Page text:
____

Recently I decided to check back on my Roam Research graph. It felt surreal browsing through all my old notes. I opened Roam Depot, the community extension browser, and saw that my old Toggl Track extension is still around and has 116 users 1 I built this extension in 2022 when I was deep in the Roam community. It integrates Toggl Track time tracking directly into the Roam interface. .

I felt a pang of guilt. I haven’t thought about this extension or the people using it in years. Later when scrolling through BlueSky I came across a post from Cato Minor 2 Cato Minor was known in the Roam community for his creative CSS experiments and writing about tools for thought. He studies medieval Latin and digital humanities. , a familiar name from the early Roam days.
I opened Roam Research after a long time … and it is like travelling in time.
We had a similar experience hours apart. Too much of a coincidence not to reply. While I was writing that reply something dawned on me.
A few days earlier my business partner suggested that some of our team get involved in a few of my side projects. Esoteric tools I build on my own time for problems only I seem to care about. I felt immediate resistance.
He pointed out, fairly, that it might be my ego getting in the way. It didn’t feel that simple, but I couldn’t articulate why. I told him it wasn’t ego. The problems I care about are just very niche. He accepted it. I accepted it. I still could not name the real reason.
I know the reason now. Seeing those 116 users of a forgotten unmaintained extension in my abandoned Roam graph. The work only makes sense when you’re inside the niche. No one else in the company uses Roam Research. And after years away from the tool, neither am I anymore. I’m an impostor.
If I lost fluency by stepping away, what chance does someone have who was never inside to begin with?
There are countless “I found 101 profitable niche ideas using ChatGPT” posts scattered across the internet, most of them ironically written by AI. They remind me of the listicles and growth hacks that have littered the internet for a decade. They avoid taste, discernment and doing the hard work of actually understanding a community from the inside.

____

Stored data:
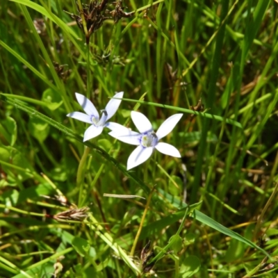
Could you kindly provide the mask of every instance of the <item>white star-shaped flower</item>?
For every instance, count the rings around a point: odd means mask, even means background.
[[[99,114],[90,99],[78,92],[76,92],[75,95],[77,101],[86,113],[72,112],[67,114],[67,116],[91,124],[84,133],[83,142],[98,136],[101,133],[104,127],[108,127],[113,130],[114,124],[116,124],[117,126],[117,124],[116,123],[106,122],[116,113],[122,99],[111,99],[107,104],[105,109],[101,111],[102,115],[99,119]],[[120,92],[115,95],[113,97],[122,99],[123,95],[124,92]]]
[[[174,146],[158,141],[173,130],[182,115],[183,114],[175,114],[168,117],[156,133],[154,131],[149,120],[140,112],[131,111],[131,119],[140,133],[116,124],[108,134],[125,143],[138,146],[129,157],[127,170],[146,161],[152,156],[154,149],[164,154],[181,157],[181,154]]]

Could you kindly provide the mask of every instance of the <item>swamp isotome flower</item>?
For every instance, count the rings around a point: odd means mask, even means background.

____

Required actions:
a) Duplicate the Roam Research post between "I opened Roam Research" and "felt immediate resistance.", inclusive.
b) Sum up the Roam Research post in three sentences.

Task responses:
a)
I opened Roam Research after a long time … and it is like travelling in time.
We had a similar experience hours apart. Too much of a coincidence not to reply. While I was writing that reply something dawned on me.
A few days earlier my business partner suggested that some of our team get involved in a few of my side projects. Esoteric tools I build on my own time for problems only I seem to care about. I felt immediate resistance.

b) After returning to an old Roam Research graph, the writer found that a Toggl Track extension they had built in 2022 still has 116 users, and later saw a post from Cato Minor about a similar experience. This made clear why the writer had resisted a business partner's suggestion to involve the team in side projects: the work only makes sense from inside the niche, and after years away, the writer is no longer inside it either. The writer compares this with the many AI-written niche-idea posts online, which skip the hard work of understanding a community from the inside.